**Task prompt**
Pull out every line of the material below that contains the string "target", copying each one in full.

──────── Task inputs ────────

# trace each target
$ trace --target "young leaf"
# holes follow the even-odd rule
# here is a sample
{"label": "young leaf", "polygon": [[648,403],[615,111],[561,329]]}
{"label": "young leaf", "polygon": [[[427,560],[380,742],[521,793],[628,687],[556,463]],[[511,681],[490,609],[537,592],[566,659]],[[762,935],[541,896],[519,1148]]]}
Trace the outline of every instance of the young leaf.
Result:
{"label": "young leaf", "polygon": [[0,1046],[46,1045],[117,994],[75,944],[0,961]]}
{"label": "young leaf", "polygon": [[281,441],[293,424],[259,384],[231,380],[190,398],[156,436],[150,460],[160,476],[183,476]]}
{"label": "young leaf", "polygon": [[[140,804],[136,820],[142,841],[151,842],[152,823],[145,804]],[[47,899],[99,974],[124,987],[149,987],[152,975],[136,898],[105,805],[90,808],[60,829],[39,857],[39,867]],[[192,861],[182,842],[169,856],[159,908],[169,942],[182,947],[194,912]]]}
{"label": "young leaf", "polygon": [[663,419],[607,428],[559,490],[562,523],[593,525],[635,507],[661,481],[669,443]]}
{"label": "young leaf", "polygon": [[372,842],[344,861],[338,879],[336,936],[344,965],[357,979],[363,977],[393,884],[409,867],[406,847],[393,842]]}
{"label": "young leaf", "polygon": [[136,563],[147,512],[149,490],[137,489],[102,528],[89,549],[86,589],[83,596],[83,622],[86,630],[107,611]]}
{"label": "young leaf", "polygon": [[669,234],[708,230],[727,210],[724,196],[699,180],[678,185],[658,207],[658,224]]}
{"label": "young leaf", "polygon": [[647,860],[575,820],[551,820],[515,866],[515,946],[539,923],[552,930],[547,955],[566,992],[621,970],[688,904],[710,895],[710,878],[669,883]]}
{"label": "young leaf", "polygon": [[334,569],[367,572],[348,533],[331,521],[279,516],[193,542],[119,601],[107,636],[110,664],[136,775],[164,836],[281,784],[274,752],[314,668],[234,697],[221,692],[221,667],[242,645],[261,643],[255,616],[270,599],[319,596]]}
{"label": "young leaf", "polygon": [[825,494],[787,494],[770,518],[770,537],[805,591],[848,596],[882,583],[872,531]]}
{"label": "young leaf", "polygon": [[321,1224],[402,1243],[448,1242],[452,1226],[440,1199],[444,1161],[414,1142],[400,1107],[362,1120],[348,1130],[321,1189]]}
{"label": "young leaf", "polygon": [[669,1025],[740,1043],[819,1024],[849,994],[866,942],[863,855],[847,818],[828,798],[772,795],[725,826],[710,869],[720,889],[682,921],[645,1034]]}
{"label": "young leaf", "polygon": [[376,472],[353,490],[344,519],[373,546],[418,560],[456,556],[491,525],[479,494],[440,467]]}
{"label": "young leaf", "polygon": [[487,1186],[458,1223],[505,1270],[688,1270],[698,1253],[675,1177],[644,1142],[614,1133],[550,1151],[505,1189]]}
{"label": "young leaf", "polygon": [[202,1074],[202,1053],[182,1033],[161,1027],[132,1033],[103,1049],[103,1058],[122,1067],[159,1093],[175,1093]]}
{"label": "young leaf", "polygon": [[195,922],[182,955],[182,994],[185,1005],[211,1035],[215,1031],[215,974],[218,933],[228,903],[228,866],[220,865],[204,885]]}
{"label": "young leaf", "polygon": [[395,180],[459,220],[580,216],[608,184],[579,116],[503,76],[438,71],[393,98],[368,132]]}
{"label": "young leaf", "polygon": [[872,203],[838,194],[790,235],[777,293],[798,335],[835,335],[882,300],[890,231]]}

────────

**Solution to the exercise**
# trace each target
$ trace --target "young leaf"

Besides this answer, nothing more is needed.